— Page —
Beyond the Core Flaws
The rebuttal also highlights other issues:
- No Help for Voters: In the lab, researchers refused to answer voter questions, unlike real elections where poll workers assist.
- Insufficient Instructions: Voters in the lab only got printed instructions, while Takoma Park provided videos, posters, and multiple touchpoints.
- Misunderstanding Features: The Rice paper incorrectly claimed Scantegrity II requires random candidate order (it doesn’t) and that receipts are stamped (they aren’t, for security reasons).
The Bottom Line: A Call for Better Research
The Scantegrity team doesn’t dismiss the importance of usability testing – they applaud the effort. However, they insist that studies must be rigorously designed. The Rice study’s conclusions about Scantegrity II’s usability are unsupported because it tested a non-standard, poorly implemented version of the system and failed to isolate the impact of its innovative verification features. Its failures stemmed from basic implementation errors in the underlying voting mechanism, not the advanced security Scantegrity provides.
For democracy to thrive, we need voting systems that are both secure and easy to use. Flawed studies risk derailing progress towards these goals. The Takoma Park experience proves Scantegrity II can work flawlessly in the real world. The lesson? When evaluating complex systems, especially those as critical as our voting infrastructure, precision in methodology and a deep understanding of the technology being tested are non-negotiable. Only then can we build the trustworthy elections the public deserves.

— Challenges —
A) In the Scantegrity rebuttal, what did Takoma Park provide to voters that the lab, with only printed instructions, did not?
B) Using the Scantegrity rebuttal, explain why it calls the Rice study's conclusions about Scantegrity II's usability unsupported.

— Stored records —

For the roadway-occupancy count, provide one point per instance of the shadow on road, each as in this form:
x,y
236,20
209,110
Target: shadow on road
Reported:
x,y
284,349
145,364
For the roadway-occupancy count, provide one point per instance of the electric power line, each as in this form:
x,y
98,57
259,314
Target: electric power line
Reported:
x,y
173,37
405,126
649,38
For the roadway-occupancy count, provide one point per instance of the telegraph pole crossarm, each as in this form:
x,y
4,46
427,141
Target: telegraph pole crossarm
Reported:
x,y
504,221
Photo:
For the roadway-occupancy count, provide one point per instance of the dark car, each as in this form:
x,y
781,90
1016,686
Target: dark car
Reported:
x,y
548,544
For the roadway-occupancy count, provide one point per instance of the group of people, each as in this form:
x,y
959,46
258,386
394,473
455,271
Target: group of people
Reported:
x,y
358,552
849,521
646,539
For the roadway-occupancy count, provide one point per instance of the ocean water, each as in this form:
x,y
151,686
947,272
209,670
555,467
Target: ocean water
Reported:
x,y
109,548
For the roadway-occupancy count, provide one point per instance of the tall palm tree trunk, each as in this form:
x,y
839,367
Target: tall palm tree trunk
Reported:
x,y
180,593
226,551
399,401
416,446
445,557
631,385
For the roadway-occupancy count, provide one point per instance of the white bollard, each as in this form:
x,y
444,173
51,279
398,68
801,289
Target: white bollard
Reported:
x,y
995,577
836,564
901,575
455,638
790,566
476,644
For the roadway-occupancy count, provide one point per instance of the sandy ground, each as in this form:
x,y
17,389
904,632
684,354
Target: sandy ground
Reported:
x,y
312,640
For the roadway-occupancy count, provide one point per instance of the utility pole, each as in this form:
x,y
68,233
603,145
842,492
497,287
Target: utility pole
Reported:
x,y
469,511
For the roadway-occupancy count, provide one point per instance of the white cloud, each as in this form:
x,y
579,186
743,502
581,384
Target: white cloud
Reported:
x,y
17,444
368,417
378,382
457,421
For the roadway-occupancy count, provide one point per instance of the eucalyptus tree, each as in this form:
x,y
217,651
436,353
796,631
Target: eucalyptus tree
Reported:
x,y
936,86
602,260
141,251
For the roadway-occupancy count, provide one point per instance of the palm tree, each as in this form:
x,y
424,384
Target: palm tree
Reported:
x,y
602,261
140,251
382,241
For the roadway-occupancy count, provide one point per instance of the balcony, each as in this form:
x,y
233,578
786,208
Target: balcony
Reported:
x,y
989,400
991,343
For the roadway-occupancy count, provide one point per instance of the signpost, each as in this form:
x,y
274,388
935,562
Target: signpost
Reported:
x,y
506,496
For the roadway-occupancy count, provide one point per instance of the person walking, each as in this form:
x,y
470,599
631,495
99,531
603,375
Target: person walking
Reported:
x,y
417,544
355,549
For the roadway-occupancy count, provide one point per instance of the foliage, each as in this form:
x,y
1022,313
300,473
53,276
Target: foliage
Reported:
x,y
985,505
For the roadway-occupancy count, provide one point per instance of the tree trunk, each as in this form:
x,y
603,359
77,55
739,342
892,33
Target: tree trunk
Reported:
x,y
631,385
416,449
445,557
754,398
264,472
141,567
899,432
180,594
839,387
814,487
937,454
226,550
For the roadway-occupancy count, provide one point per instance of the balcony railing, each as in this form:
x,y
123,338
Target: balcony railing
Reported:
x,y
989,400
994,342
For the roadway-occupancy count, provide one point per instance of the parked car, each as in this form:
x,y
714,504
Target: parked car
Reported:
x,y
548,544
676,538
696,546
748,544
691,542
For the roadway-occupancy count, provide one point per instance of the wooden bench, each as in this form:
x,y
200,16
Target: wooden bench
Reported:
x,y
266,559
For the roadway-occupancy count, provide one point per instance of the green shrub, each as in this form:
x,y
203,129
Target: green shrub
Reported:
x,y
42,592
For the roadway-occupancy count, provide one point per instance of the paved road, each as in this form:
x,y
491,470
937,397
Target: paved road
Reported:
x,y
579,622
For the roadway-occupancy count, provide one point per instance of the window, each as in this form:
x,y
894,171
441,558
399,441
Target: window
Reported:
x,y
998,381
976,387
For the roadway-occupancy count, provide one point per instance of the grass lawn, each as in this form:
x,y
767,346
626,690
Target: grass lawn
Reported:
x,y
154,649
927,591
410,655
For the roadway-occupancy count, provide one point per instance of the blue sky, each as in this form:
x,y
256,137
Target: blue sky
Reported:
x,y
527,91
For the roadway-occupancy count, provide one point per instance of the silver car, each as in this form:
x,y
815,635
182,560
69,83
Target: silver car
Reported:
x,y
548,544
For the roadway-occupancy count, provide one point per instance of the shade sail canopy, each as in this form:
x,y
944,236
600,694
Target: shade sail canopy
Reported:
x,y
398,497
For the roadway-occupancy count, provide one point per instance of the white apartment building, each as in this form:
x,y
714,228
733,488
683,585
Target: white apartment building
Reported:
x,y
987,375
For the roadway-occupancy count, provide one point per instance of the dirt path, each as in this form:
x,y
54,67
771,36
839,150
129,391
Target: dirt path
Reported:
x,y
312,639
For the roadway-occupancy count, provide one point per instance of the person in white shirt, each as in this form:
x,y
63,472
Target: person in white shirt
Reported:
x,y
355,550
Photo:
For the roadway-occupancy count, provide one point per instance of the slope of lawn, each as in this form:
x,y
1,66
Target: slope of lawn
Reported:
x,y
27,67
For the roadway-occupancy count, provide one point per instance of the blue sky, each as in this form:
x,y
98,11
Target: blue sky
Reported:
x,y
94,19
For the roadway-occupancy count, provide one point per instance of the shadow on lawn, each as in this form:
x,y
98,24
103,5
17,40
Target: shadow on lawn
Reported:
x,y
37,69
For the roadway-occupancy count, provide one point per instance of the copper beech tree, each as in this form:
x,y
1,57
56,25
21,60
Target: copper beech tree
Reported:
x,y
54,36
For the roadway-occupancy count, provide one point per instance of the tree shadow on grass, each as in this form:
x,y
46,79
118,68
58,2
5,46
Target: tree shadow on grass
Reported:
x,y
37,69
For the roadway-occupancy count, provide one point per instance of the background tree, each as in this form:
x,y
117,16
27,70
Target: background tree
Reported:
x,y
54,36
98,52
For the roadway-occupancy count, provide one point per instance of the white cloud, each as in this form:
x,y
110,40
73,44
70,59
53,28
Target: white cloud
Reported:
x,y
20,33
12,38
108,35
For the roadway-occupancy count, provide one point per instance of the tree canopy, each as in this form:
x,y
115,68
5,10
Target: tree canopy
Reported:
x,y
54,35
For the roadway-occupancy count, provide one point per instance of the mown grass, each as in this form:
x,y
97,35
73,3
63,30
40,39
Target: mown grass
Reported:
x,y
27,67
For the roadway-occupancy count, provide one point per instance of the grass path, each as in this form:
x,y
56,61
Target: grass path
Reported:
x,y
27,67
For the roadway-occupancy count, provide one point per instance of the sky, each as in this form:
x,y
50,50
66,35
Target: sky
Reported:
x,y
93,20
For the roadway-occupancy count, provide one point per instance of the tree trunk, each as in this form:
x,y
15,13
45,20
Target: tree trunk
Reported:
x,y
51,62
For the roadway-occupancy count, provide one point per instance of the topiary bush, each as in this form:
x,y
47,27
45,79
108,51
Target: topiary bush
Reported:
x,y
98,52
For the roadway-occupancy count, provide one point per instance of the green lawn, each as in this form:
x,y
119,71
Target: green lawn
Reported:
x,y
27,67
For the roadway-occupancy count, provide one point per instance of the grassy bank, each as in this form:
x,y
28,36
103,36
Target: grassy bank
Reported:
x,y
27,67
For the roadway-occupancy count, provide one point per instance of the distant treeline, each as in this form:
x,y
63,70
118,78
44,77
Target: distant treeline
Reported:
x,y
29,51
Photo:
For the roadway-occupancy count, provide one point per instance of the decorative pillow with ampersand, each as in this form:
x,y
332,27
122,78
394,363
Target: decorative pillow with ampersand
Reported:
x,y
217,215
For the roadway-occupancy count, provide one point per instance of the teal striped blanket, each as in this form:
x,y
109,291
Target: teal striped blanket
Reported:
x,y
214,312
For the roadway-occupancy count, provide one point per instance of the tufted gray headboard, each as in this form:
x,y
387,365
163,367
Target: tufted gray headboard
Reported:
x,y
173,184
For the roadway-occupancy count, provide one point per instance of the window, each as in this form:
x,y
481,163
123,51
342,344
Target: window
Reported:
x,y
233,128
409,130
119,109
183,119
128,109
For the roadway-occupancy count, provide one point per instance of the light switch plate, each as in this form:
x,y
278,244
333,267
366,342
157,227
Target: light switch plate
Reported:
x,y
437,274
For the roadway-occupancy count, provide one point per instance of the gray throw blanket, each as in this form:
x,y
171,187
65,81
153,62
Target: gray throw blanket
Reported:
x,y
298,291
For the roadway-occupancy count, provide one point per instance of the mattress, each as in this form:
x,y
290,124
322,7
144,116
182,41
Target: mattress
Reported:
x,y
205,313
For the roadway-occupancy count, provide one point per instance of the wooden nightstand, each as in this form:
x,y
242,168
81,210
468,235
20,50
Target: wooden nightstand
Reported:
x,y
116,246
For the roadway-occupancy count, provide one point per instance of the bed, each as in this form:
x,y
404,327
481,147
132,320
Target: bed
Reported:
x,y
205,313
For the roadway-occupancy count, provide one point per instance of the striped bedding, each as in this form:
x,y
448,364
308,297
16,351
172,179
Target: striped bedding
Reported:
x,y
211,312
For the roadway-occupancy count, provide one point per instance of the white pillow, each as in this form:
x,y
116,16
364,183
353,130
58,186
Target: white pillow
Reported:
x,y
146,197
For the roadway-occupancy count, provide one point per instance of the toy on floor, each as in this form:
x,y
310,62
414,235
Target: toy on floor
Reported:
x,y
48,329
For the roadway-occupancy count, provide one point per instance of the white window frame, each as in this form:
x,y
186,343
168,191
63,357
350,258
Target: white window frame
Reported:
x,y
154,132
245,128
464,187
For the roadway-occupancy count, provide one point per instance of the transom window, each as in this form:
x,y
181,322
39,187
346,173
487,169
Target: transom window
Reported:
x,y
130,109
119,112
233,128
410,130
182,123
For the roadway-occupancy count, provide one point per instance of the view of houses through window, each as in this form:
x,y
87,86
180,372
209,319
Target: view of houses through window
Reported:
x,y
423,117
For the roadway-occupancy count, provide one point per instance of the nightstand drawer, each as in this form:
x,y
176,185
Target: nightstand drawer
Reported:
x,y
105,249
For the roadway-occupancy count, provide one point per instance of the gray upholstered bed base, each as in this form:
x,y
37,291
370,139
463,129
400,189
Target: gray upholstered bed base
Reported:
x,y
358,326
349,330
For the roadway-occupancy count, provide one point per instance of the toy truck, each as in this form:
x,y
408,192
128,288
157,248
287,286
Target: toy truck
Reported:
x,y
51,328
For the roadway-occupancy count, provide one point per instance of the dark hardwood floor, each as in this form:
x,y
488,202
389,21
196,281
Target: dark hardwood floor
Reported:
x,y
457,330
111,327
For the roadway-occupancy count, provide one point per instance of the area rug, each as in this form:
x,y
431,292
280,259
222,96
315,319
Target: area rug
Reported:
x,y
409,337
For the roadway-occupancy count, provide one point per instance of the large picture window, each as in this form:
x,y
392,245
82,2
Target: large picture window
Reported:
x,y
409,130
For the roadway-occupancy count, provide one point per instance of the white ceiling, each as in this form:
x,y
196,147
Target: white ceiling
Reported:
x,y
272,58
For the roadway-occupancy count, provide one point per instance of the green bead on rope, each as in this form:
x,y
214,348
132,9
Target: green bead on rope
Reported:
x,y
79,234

— Expected answers —
A) Takoma Park provided videos, posters, and multiple touchpoints.

B) The study tested a non-standard, poorly implemented version of the system and failed to isolate the impact of its innovative verification features. Its failures came from basic implementation errors in the underlying voting mechanism, not from the advanced security Scantegrity provides.